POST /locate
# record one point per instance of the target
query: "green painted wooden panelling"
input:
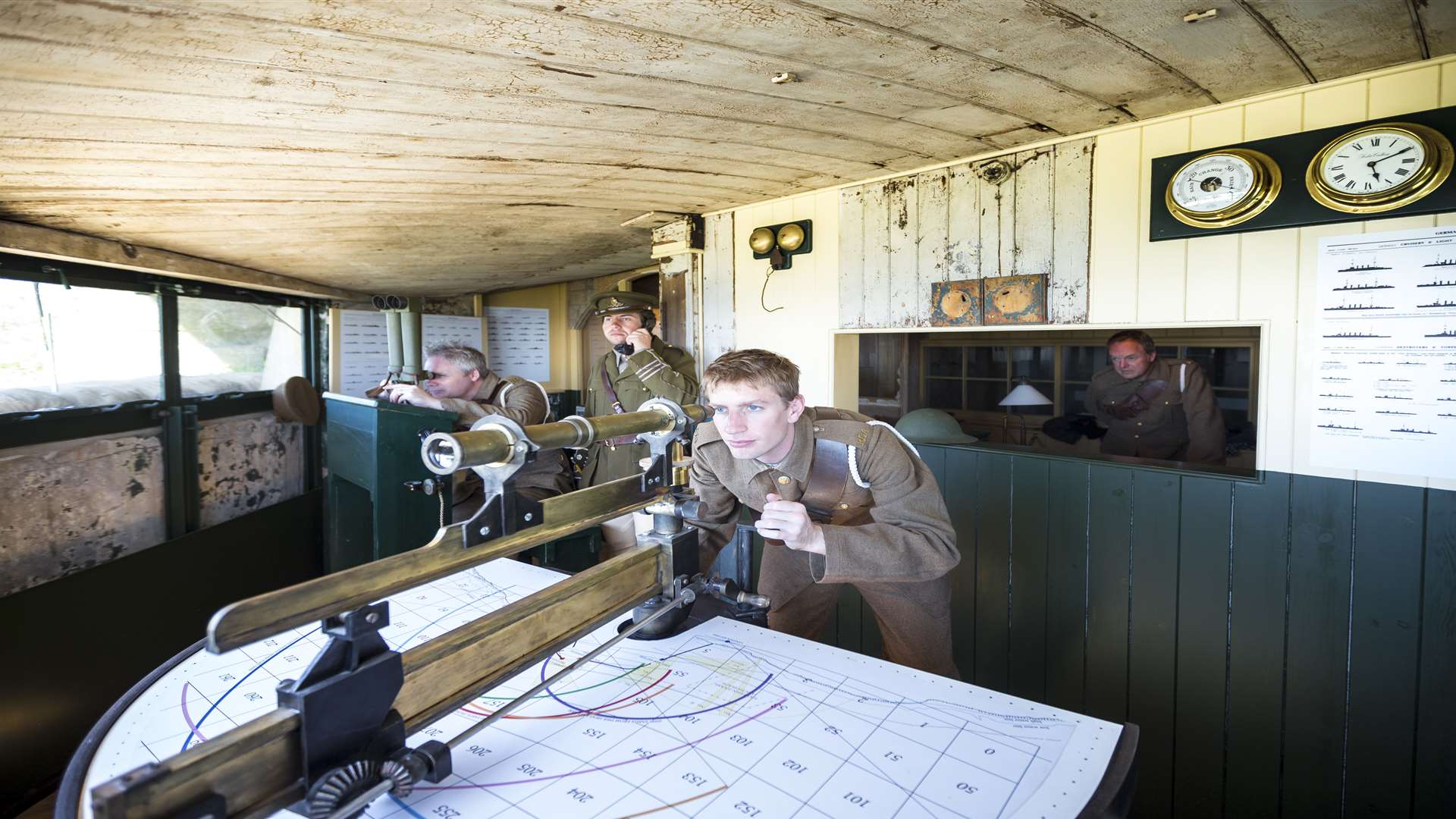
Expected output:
(1066, 585)
(960, 484)
(1219, 615)
(1321, 513)
(1110, 510)
(1152, 635)
(993, 572)
(1203, 630)
(1435, 787)
(1383, 649)
(1257, 645)
(1028, 572)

• • • •

▶ [Task statement] Write out every line of the rows above again, requests included, and adjust each coordinate in the answer points by adding -138 to it. Leave the pictures out.

▶ [Full answer]
POST /locate
# record one point per instance of the target
query: "green painted wooden panelling"
input:
Expected output:
(928, 447)
(822, 346)
(1081, 477)
(1183, 375)
(972, 372)
(1014, 497)
(855, 434)
(1065, 492)
(1297, 649)
(1245, 511)
(1119, 507)
(890, 434)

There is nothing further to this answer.